**PROVIDED TEXT**:

————

Helen of Troy Completes Acquisition of Hydro Flask®

EL PASO, Texas–(BUSINESS WIRE)–Helen of Troy Limited (NASDAQ, NM:HELE), designer, developer and
worldwide marketer of consumer brand-name housewares, health and home,
nutritional supplement and beauty products, announced that it has closed
its previously-announced acquisition of Steel Technology, LLC., which
does business under the brand name Hydro Flask, for approximately $210
million in cash, subject to certain customary closing adjustments. The
purchase price implies a pre-synergy multiple of less than 12 times
projected calendar year 2016 adjusted EBITDA. Hydro Flask is a leading
designer, distributor and marketer of high performance insulated
hydration vessels for active lifestyles.

————

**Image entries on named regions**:
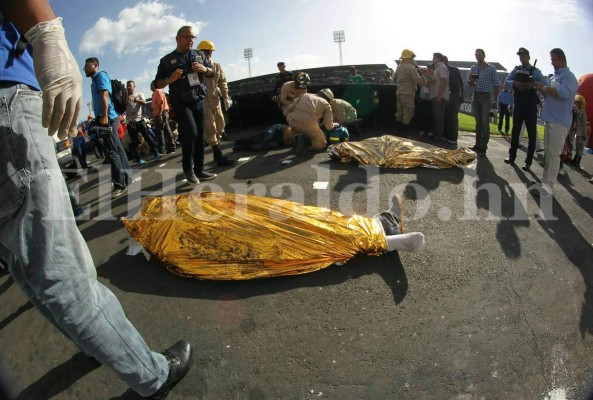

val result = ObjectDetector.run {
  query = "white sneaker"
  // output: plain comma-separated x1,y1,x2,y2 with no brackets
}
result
385,232,424,251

————

**TASK A**: Name every product category that the Hydro Flask acquisition announcement says Helen of Troy markets.
**TASK B**: Rewrite the listing of image entries as a Markdown table with columns Row and Line. Number each line, skip the blank lines, and leave the pictures out.

**WRITTEN RESPONSE A**: housewares; health and home; nutritional supplement; beauty products

**WRITTEN RESPONSE B**:
| Row | Line |
|---|---|
| 1 | val result = ObjectDetector.run { |
| 2 |   query = "white sneaker" |
| 3 |   // output: plain comma-separated x1,y1,x2,y2 with no brackets |
| 4 | } |
| 5 | result |
| 6 | 385,232,424,251 |